WHAT THIS EXERCISE ASKS ▸
**a.** According to the article below on recognition of a Palestinian state, how many states acknowledged the Palestinian state after Yasser Arafat's 1988 announcement?
**b.** Summarize the article below on recognition of a Palestinian state in two sentences.
**c.** Pick up the article below on recognition of a Palestinian state at its end and continue it.

TEXT PROVIDED ▸

+ + + + +

Some are “welcomed” with admonishments and protest, while some are heaped with praise – depending on their country’s intentions regarding the recognition of a Palestinian state within the 1967 borders. The message they get in all the meetings is the same: Such recognition will harm the peace process and push the Palestinians away from negotiations.
The fires which raged on the Carmel range drowned out Brazil’s announcement that it would recognize a Palestinian state within the 1967 borders – an announcement which caught the Foreign Ministry off guard. When the flames subsided and Argentina announced it would follow in Brazil’s footsteps, the Ministry began assessing the damage and formulating its position.
The Foreign Ministry in Jerusalem is not dragging its heels. On Monday, acting Director General Rafi Barak sent instructions to all Israeli representatives of all ranks around the world, including explanatory and legal arguments against Palestinian aspirations towards international recognition of their state, and against their attempts to promote UN General Assembly resolutions condemning Israel. However, it seems the Palestinian wave continues to gather strength.
From warfare to lawfare
Palestinian attempts to garner international recognition of a state are not new to Israel. In November 1988, PLO Chairman Yasser Arafat announced the establishment and independence of Palestine during a Palestinian National Council convention in Algeria. Following Arafat’s announcement, 94 states acknowledged the Palestinian state, but without UN blessing.
“So they climbed onto the roofs and set off fireworks,” said Brigadier General (res.) Shalom Harari, former advisor on Palestinian affairs at the Defense Ministry. “And what happened? Nothing.”

+ + + + +

[Source records]
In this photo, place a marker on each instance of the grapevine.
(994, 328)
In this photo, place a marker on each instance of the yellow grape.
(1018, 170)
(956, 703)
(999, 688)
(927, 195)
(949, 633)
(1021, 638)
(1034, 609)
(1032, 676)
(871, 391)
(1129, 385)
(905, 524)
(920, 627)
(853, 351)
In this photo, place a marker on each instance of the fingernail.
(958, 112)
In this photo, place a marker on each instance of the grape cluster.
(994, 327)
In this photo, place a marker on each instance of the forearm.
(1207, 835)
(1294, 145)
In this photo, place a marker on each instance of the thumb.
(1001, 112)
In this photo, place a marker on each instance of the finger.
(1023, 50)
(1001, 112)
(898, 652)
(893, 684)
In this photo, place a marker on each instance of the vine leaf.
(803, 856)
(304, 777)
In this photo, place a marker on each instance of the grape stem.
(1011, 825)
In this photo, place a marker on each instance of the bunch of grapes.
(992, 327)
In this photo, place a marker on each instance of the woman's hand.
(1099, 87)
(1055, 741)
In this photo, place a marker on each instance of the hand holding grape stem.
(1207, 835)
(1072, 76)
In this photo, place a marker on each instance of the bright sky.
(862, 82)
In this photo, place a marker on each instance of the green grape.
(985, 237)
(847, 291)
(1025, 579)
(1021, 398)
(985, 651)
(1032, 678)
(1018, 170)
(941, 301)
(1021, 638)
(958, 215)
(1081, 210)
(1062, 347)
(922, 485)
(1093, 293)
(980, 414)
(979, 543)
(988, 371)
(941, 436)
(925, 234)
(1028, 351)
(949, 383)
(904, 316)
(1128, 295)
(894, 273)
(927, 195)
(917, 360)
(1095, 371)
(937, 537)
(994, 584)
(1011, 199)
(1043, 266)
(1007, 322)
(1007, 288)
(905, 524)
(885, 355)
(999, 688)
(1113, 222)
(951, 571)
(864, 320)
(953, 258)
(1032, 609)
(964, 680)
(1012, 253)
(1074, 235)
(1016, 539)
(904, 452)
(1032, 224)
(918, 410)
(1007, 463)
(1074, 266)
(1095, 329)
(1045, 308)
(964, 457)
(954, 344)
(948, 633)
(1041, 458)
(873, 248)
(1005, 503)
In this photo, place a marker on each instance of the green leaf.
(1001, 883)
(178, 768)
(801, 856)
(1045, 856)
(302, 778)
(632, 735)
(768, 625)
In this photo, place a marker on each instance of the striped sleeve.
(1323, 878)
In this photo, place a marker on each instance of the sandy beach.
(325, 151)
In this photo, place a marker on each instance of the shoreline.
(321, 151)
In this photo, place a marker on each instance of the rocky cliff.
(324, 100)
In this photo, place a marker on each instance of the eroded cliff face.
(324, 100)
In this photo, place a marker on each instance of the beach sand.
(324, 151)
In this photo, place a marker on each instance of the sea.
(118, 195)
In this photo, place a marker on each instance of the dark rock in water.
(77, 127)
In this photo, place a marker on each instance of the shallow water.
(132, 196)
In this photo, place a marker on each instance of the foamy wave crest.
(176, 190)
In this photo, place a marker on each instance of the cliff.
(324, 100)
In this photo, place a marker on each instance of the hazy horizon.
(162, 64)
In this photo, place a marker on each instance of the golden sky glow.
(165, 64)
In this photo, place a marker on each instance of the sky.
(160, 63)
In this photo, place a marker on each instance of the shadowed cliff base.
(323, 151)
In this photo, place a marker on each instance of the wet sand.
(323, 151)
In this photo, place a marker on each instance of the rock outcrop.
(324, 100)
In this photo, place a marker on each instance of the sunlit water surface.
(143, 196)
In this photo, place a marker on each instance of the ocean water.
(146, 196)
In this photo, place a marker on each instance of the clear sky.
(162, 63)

+ + + + +

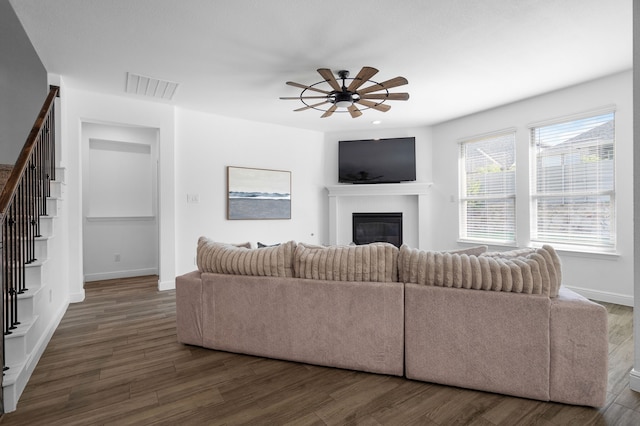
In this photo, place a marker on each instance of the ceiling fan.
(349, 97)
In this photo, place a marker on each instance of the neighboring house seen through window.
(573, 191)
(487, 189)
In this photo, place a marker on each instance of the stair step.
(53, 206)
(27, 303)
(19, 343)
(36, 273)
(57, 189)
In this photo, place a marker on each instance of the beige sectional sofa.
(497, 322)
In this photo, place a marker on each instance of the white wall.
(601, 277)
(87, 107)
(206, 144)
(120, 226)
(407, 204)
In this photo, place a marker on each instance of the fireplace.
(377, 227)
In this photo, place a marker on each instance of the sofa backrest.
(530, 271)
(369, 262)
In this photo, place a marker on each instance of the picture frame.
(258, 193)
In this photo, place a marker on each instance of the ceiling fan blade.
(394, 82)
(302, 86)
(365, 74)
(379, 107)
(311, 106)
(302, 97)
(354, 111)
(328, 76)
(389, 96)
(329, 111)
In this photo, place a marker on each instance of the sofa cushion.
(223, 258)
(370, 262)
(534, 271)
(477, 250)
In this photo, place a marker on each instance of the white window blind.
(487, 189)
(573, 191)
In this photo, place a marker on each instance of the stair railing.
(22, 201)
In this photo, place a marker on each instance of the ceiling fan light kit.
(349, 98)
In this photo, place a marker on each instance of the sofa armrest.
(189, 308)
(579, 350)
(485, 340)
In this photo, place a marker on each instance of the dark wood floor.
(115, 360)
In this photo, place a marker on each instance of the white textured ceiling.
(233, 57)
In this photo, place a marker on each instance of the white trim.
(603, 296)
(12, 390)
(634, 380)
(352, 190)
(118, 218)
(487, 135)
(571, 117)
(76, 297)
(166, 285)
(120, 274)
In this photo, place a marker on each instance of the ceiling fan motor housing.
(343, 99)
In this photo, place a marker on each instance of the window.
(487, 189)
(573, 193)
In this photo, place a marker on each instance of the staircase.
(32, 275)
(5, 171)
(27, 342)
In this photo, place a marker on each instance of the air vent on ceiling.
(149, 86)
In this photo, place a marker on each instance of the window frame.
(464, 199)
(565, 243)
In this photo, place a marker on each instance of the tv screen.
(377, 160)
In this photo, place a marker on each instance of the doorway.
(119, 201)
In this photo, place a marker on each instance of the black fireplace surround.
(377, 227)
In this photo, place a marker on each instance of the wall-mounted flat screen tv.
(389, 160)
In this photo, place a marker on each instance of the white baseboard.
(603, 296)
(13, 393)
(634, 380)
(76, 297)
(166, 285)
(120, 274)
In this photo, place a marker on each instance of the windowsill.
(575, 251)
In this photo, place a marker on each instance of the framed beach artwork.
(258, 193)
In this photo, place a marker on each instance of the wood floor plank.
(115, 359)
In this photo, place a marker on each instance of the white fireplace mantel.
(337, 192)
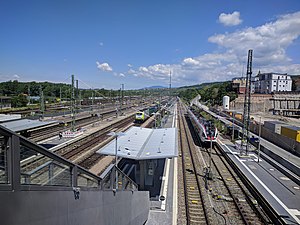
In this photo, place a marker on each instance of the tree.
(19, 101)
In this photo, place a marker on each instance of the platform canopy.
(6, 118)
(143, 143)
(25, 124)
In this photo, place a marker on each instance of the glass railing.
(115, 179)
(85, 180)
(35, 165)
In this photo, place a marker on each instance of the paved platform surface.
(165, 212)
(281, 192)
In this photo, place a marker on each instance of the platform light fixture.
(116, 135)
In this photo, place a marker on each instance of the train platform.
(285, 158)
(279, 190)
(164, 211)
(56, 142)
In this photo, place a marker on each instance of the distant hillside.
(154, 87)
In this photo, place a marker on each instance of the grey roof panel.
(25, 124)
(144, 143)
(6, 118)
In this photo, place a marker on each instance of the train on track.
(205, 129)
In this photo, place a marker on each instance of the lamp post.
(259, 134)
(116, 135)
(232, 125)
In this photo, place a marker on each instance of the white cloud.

+ + + + +

TASK RESPONSES ▸
**a.** 94 states, though without UN blessing.

**b.** After Brazil and then Argentina announced they would recognize a Palestinian state within the 1967 borders, Israel's Foreign Ministry sent its representatives worldwide arguments against such recognition and against UN resolutions condemning Israel. Such Palestinian efforts are not new, since 94 states acknowledged a Palestinian state without UN blessing after Yasser Arafat's 1988 declaration, and a former Defense Ministry advisor says nothing happened as a result.

**c.**
Problems of outside recognition and the de facto lack of land on which to build a state made Arafat’s announcement mere showmanship. However, in light of the stumbling peace process, Palestinian attempts to attract international recognition have increased in recent months.
“Abu Mazen (Palestinian President Mahmoud Abbas) is operating in a problematic arena, while acting as a non-elected president,” Harari said. “He needs outside assistance to stay afloat politically and outside legitimacy to show his nation that he is achieving something.”
“Now, after a list of achievements, including putting an end to the chaos, economic growth and security cooperation with Israel, the ‘rabbits from the hat’ have run out,” Harari claims. “In such a situation of a lack of achievements, Arafat would have opened fire. But what we see today is a change of direction within the PA, which is part of Abu Mazen’s big switch – ‘we don’t fire, we talk.’ Some people call this new Palestinian approach ‘a soft intifada’ – they have moved from fighting with weapons (warfare) to a legal-procedural battle (lawfare), which is not violent and is welcomed by the West.”
Harari says Palestinian Prime Minister Salem Fayyad is behind the new policy.
“The idea is to create momentum for the possibility of a UN resolution condemning Israel’s settlements at the beginning of next year, and for the recognition of a Palestinian state by August or September 2011,” he claims. “They are trying to pressure Israel through the international community, signaling – ‘If you don’t cede to us, you’re going to lose everything.’ Each time their state is recognized, Abu Mazen heaps praise and reaps the benefits.”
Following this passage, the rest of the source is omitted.